=== Raw data ===

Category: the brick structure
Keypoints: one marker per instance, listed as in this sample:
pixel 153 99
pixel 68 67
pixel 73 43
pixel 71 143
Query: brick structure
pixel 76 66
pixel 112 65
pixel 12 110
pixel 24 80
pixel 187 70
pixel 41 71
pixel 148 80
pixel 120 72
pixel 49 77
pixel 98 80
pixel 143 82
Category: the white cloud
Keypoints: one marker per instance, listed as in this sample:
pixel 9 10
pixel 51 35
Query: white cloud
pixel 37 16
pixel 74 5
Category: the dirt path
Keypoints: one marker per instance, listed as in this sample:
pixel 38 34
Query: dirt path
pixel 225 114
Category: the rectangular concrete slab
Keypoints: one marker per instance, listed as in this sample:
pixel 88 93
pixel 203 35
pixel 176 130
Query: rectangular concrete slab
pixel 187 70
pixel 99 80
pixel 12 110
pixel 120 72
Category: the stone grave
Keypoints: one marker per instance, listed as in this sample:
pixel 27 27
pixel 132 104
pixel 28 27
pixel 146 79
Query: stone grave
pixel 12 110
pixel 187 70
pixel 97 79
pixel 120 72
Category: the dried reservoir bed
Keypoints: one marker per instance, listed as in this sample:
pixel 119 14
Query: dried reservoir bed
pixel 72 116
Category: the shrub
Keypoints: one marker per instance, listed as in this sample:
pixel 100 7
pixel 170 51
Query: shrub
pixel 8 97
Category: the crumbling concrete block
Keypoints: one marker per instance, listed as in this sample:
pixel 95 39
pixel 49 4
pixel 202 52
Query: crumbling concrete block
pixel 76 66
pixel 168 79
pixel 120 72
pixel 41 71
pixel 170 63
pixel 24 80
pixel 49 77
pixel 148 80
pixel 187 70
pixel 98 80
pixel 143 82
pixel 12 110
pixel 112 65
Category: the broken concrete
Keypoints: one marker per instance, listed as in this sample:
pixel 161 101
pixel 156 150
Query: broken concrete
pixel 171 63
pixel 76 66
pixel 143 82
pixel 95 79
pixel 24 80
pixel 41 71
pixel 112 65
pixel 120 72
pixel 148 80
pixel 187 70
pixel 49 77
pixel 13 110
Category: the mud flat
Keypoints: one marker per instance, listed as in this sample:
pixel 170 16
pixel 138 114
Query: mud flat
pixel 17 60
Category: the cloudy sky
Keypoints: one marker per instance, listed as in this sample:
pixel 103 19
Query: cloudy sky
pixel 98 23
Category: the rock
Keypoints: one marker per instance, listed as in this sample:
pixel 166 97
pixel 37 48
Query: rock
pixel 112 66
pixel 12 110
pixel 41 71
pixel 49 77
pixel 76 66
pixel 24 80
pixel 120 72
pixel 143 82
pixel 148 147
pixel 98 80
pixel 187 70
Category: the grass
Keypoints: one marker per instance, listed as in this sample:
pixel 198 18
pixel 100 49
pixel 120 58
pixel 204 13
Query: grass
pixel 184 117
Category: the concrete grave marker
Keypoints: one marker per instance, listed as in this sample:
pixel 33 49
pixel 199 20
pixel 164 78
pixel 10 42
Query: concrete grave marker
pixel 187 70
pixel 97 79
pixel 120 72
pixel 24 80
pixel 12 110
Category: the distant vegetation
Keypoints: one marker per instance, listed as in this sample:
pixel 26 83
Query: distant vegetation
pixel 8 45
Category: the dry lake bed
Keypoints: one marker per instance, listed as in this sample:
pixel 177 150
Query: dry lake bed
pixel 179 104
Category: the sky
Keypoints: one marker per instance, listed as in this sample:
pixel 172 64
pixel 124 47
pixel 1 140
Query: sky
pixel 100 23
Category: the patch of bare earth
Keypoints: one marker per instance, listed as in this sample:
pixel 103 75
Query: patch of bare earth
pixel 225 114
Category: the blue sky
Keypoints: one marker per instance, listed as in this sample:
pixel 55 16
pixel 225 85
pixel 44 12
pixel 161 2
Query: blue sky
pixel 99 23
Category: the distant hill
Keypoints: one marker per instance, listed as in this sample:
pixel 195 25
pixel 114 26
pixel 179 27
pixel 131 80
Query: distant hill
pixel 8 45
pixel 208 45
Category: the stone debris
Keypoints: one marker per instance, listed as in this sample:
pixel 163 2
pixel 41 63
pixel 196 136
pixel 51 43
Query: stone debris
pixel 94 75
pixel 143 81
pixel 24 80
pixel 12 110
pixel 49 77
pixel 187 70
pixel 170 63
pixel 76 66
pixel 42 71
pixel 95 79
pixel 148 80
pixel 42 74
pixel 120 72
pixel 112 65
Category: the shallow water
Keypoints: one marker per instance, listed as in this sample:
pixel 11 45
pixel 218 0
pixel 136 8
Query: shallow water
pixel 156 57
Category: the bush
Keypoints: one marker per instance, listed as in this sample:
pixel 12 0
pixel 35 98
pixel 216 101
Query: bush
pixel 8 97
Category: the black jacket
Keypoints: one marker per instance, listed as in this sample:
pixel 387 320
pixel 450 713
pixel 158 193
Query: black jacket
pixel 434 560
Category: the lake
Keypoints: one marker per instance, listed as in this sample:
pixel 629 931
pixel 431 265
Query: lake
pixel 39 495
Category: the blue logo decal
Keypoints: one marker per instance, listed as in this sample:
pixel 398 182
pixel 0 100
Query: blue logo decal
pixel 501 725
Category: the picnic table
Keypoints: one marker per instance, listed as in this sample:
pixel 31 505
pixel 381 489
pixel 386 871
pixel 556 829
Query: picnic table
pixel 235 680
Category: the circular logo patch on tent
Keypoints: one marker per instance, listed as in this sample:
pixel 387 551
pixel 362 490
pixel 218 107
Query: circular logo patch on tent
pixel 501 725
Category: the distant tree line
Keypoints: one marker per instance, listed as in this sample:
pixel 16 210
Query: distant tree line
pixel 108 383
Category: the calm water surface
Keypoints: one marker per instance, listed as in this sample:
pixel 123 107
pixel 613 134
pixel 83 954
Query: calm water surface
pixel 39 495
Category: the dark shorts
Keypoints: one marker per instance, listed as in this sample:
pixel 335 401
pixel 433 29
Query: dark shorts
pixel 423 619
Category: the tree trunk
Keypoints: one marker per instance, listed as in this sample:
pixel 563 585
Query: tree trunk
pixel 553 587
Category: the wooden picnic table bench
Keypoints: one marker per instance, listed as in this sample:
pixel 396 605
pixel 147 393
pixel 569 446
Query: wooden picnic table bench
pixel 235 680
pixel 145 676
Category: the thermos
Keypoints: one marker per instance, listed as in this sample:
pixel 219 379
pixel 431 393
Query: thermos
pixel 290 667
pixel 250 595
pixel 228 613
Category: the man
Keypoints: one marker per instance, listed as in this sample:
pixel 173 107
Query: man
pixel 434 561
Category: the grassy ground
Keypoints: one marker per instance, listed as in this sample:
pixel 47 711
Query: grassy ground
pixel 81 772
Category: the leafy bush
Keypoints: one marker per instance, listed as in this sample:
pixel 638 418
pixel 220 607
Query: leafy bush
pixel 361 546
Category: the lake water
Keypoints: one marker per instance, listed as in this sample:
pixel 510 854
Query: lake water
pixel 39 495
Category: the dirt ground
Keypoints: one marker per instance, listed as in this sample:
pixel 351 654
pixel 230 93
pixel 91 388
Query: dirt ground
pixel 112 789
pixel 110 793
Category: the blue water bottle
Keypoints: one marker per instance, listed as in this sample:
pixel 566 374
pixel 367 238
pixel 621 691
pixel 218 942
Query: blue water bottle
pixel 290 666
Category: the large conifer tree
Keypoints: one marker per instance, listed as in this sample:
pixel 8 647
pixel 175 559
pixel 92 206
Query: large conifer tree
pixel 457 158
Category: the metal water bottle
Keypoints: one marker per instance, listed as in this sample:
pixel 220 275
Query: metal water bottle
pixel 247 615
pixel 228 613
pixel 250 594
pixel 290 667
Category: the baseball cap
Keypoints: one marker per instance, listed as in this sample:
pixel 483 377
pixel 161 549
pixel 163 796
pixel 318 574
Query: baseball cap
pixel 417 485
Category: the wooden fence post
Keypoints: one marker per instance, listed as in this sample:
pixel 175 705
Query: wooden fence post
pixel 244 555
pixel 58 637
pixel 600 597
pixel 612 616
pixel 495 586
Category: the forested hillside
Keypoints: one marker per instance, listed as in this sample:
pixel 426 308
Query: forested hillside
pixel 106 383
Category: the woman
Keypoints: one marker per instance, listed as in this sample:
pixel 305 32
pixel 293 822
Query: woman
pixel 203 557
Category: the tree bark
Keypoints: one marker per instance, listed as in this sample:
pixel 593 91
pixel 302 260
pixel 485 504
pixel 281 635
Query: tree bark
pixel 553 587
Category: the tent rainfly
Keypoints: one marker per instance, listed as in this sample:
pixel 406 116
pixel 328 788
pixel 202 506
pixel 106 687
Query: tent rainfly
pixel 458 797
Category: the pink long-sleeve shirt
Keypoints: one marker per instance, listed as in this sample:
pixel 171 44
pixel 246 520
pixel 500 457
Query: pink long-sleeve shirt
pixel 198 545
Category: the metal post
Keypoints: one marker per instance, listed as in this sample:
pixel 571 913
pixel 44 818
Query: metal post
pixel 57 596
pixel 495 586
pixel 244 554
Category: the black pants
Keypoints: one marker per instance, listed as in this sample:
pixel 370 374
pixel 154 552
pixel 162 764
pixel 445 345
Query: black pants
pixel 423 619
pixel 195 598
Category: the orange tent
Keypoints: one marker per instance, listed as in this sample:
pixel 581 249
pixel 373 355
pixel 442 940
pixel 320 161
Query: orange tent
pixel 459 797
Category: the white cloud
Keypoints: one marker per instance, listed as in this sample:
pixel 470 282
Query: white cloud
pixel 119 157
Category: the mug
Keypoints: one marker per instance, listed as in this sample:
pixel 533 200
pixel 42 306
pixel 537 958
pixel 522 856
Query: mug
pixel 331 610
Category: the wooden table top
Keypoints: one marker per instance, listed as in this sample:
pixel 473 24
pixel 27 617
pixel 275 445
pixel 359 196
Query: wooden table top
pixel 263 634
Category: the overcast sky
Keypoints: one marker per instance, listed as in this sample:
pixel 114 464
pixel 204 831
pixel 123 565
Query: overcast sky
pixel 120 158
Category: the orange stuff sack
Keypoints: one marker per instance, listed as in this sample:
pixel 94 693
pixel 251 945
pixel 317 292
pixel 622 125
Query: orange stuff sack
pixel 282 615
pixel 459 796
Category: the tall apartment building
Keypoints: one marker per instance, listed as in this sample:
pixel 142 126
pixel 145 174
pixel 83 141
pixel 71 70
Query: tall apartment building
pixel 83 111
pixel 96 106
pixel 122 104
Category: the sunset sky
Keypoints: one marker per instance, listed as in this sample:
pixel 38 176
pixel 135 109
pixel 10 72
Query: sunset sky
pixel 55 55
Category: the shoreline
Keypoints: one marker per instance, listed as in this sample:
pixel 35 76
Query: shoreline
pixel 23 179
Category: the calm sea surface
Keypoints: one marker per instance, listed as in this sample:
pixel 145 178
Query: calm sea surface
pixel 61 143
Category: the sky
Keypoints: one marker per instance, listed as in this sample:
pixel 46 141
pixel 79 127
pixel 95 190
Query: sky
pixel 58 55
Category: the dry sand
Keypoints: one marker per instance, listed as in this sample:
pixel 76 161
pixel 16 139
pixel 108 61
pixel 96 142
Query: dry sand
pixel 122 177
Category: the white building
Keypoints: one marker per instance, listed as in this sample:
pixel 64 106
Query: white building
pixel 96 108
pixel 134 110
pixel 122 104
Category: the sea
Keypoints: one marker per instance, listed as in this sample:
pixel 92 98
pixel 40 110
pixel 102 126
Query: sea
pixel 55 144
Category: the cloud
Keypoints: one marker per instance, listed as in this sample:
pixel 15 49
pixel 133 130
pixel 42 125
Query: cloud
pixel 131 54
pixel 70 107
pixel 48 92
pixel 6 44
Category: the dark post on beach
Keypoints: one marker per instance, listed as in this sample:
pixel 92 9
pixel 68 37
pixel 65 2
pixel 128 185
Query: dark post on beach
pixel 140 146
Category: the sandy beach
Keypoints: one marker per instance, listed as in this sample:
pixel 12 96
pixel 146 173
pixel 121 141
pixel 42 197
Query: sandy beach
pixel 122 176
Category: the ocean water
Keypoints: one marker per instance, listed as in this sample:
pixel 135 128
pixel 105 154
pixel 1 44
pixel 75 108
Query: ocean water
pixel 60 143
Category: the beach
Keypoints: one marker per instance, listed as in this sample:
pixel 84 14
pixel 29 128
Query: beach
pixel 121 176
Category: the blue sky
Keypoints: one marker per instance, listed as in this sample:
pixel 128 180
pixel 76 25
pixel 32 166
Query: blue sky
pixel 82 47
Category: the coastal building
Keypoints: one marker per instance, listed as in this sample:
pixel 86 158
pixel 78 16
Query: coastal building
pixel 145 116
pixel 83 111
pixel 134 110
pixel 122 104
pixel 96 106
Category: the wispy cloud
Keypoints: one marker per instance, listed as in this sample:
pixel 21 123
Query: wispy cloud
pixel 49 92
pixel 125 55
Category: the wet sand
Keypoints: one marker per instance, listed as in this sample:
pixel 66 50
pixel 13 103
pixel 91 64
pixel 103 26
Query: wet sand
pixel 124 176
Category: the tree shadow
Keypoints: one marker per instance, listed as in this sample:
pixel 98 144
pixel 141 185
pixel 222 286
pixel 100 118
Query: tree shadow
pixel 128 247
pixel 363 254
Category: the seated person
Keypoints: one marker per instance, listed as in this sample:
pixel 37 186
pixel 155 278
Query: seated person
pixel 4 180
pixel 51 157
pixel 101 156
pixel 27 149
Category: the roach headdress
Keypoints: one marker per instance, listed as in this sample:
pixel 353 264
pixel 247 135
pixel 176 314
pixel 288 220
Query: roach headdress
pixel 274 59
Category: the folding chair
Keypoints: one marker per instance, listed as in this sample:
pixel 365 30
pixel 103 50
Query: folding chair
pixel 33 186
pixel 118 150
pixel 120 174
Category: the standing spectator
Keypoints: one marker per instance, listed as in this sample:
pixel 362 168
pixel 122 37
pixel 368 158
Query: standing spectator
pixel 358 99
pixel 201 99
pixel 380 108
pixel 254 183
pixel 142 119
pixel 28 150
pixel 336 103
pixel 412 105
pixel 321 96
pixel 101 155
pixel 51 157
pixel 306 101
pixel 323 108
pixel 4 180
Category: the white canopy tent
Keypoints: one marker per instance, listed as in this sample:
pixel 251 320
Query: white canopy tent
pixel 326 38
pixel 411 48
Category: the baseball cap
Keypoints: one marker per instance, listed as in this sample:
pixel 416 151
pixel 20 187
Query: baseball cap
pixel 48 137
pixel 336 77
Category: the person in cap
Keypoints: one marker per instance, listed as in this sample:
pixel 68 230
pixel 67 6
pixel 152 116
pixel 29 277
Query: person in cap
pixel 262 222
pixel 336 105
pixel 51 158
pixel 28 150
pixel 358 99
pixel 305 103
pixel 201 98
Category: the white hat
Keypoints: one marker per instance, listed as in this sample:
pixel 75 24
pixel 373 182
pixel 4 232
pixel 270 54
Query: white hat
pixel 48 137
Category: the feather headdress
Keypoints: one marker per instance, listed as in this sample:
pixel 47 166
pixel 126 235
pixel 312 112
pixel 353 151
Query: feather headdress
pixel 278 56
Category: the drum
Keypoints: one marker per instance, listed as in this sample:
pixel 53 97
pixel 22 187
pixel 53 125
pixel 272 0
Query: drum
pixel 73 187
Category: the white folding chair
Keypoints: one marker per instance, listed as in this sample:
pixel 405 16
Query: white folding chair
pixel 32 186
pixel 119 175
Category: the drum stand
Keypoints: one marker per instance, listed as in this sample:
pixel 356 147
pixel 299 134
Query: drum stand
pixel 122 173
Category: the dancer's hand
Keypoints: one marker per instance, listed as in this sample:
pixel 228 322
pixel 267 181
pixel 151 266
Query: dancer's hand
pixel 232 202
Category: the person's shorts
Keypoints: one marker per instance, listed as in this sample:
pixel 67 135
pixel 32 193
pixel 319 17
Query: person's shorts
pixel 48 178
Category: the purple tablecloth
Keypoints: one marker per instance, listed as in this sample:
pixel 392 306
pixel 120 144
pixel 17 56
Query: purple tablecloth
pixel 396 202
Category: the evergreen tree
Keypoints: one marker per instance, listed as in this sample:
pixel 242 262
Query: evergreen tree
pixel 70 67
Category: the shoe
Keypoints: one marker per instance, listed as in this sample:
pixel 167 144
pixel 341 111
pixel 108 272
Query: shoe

===

* The task: The entries above hold the needed span. Transcribe exactly the lines from the one with "pixel 29 277" to the one with "pixel 312 112", both included.

* Reply to the task:
pixel 29 277
Query: person in cap
pixel 262 222
pixel 336 105
pixel 51 158
pixel 28 150
pixel 358 99
pixel 305 103
pixel 201 98
Category: the white hat
Keypoints: one marker per instance, listed as in this sample:
pixel 75 24
pixel 373 182
pixel 4 232
pixel 270 54
Query: white hat
pixel 48 137
Category: the feather headdress
Keypoints: one marker per instance, listed as in this sample:
pixel 47 166
pixel 126 235
pixel 312 112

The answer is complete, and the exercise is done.